### What is needed
For this task, copy all of the data below exactly and skip the pictures.
━━━━━ Exercise inputs
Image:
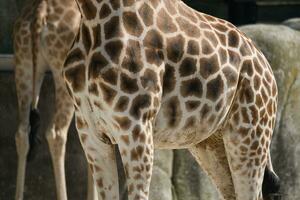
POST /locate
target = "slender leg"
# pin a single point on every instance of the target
(24, 85)
(136, 151)
(211, 156)
(57, 134)
(247, 137)
(92, 190)
(101, 158)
━━━━━━━━━━
### Answer to the exercise
Image:
POST /locate
target = "slender leg"
# pin a single point on every instance of the target
(24, 85)
(136, 151)
(211, 156)
(57, 134)
(247, 137)
(92, 190)
(101, 158)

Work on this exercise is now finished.